What you need to do:
Would you set down all of the entries below exactly as they stand?

╭─ Source data

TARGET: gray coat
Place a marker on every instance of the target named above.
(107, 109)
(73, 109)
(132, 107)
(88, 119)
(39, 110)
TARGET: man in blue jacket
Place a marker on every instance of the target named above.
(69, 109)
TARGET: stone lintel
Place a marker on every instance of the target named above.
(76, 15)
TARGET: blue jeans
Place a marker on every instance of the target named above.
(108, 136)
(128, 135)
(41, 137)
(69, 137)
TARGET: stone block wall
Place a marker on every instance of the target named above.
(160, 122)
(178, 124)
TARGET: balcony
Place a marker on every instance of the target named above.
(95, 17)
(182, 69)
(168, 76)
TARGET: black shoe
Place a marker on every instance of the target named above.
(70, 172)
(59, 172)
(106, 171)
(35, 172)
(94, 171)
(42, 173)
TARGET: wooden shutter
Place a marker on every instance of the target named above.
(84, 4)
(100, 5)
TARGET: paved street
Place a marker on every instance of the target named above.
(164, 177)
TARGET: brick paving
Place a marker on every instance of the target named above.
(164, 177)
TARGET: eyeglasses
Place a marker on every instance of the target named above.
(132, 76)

╰─

Solution below:
TARGET: gray coat
Place a marker on every instance of the target named above.
(107, 109)
(73, 109)
(132, 107)
(88, 119)
(39, 110)
TARGET: man in blue jacket
Place a marker on every instance of the target named above.
(69, 109)
TARGET: stone lintel
Place a marker on every instance of the target named above.
(76, 15)
TARGET: blue jeans
Place a marker on every instance of the target named above.
(108, 136)
(128, 135)
(41, 137)
(69, 137)
TARGET: stone block wall
Place a marker on every instance of the target named above.
(160, 122)
(178, 124)
TARGET: balcony
Place a marker on every instance of the target named above.
(95, 17)
(182, 69)
(168, 76)
TARGET: black shoe
Place a marker on every instance of the target named above.
(70, 172)
(59, 172)
(106, 171)
(35, 172)
(94, 171)
(42, 173)
TARGET: wooden shutter
Place a marker on every instance of the target named above.
(84, 4)
(100, 5)
TARGET: paved street
Place a marker on every instance of the target named above.
(164, 177)
TARGET: brick paving
Place a marker on every instance of the target named above.
(164, 177)
TARGET: eyeglasses
Place a marker on every instance of the target named above.
(132, 76)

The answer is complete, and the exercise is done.